Dataset excerpts on object pointing:
— BEGIN —

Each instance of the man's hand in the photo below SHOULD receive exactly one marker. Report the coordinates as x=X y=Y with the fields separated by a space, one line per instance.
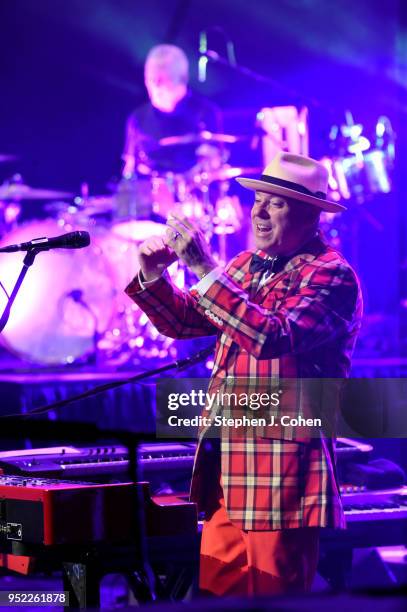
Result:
x=154 y=256
x=188 y=242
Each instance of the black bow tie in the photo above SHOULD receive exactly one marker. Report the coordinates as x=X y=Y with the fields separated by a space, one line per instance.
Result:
x=259 y=264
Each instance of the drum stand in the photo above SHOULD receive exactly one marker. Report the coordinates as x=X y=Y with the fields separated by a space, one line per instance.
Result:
x=27 y=263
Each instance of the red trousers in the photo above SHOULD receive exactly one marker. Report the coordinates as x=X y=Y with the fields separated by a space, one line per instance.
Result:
x=238 y=563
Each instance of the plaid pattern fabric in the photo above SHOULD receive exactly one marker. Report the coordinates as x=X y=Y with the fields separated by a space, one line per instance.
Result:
x=303 y=322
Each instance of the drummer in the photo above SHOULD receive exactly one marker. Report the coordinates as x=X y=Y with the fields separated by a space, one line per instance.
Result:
x=173 y=109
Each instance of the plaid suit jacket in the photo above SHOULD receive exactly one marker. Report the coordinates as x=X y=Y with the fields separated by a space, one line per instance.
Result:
x=303 y=322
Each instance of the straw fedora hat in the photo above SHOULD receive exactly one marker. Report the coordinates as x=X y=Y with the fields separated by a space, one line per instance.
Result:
x=297 y=177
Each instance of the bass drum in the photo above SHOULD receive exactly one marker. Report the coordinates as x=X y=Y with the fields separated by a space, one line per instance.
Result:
x=68 y=299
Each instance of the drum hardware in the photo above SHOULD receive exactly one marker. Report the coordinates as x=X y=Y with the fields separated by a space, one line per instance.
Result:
x=15 y=190
x=361 y=169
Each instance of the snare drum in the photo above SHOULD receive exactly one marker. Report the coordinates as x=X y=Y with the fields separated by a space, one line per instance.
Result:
x=68 y=298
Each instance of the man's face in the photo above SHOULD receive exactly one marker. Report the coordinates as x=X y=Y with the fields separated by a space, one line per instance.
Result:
x=163 y=90
x=280 y=225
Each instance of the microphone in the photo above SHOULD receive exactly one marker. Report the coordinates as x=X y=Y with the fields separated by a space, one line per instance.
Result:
x=203 y=60
x=72 y=240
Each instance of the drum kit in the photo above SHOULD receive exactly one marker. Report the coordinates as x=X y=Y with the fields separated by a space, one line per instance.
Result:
x=72 y=308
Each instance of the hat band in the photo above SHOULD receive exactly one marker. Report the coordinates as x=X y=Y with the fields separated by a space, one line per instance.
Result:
x=290 y=185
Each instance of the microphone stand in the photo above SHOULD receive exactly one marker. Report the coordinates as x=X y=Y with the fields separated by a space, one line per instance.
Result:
x=180 y=364
x=27 y=263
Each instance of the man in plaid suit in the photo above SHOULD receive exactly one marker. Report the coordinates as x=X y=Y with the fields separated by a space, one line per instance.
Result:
x=291 y=309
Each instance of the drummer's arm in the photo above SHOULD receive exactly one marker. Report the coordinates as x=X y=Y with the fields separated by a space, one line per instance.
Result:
x=172 y=311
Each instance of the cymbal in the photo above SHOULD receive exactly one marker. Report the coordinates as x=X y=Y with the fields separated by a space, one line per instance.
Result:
x=6 y=157
x=19 y=191
x=96 y=205
x=226 y=173
x=199 y=138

— END —

## THE EXERCISE
Output the records above exactly; leave out the pictures.

## CORRECT RESULT
Each instance of the man's hand in the photo below SHOULD receive exactly one marker. Report the coordinates as x=X y=Y with the fields separated by a space, one line per instance.
Result:
x=154 y=256
x=188 y=242
Each instance of the black bow tie in the photo above SHOULD receive exactly one marker. Report the coordinates as x=X y=Y with the fields separated by a space, one line per instance.
Result:
x=259 y=264
Each instance of the drum stand in the photo above SHOULD receive exactly one marker. Report the coordinates as x=X y=Y with the fields separated by a space, one line per instance.
Result:
x=27 y=263
Each instance of the red trousers in the photo above SHOULD receive exactly one marker. Report the coordinates as x=X y=Y with the fields separated by a space, one line per instance.
Result:
x=238 y=563
Each instance of the plaid pattern fabric in the photo above SHOULD receive exactly one marker. Report the coordinates as x=X y=Y with the fields separated by a space, one line per instance.
Result:
x=303 y=322
Each instance of the drummer in the photo above SHOULD receive exactly one marker. Report the coordinates as x=X y=Y with the fields separated by a space, one line per instance.
Result:
x=173 y=109
Each instance of the plaid suit jacket in the photo above SHOULD receive exactly one marker. Report the coordinates as x=X y=Y with the fields separated by a space, one line per instance.
Result:
x=303 y=322
Each instance of the straw fedora hat in the photo above SHOULD receive exactly one marker. Report the coordinates as x=X y=Y with the fields separated by a space, one line per instance.
Result:
x=297 y=177
Each instance of the bass drum in the photo above SHOULD receive exactly one marker. Report the coordinates as x=X y=Y with the fields separated by a space, one line per instance.
Result:
x=68 y=299
Each instance of the drum hardware in the photo above SHOULD receive exactly one marker. Report the coordinates as x=X y=Y with the fields separated by a space, one line per instance.
Result:
x=15 y=190
x=361 y=169
Each instance of the snare drum in the photo above SHOULD receive exactly one marker. Report the coordinates as x=X y=Y with the fields separated by a space, one line per instance.
Result:
x=68 y=298
Each instance of the man's face in the photo above SHOULD receive exactly one marker. Report the coordinates as x=X y=Y with the fields separated by a space, one line per instance.
Result:
x=163 y=90
x=280 y=225
Each instance of the microphone in the photo above SHOULD receive exactly one marker. Report the coordinates as x=X y=Y with the fields separated by a space, one line per instance.
Result:
x=203 y=60
x=72 y=240
Each instance of the drum kit in the photo above SHOULD receive exactly one marker. Report the coordinates as x=X y=Y with the fields separated by a space, one line per instance.
Result:
x=72 y=308
Each instance of the hat band in the photo above SHOULD receive exactly one marker. Report the coordinates as x=X y=Y with the fields separated by a space, one line per instance.
Result:
x=290 y=185
Each instance of the microphone stand in the photo above SHOULD receive exactly one marker. Report the coordinates as x=X y=Y with the fields separated by a space, one line per instance.
Result:
x=180 y=364
x=27 y=263
Each instance of the man in plaid suit in the photo above SHOULD receive exactly one marker. Report the coordinates as x=X y=Y with the fields separated by a space, one line per instance.
Result:
x=291 y=309
Each instance of the drummer's arm in the photo above SHOULD receive exactly one marker. Report the coordinates as x=X y=Y with the fields separated by a space, one line per instance.
Result:
x=172 y=311
Each instance of the cymbal in the photo above SHOULD receive exactly one marker. Report the coordinates as x=X y=Y with the fields separated by a space, one line per instance.
Result:
x=6 y=157
x=19 y=191
x=96 y=205
x=226 y=173
x=199 y=138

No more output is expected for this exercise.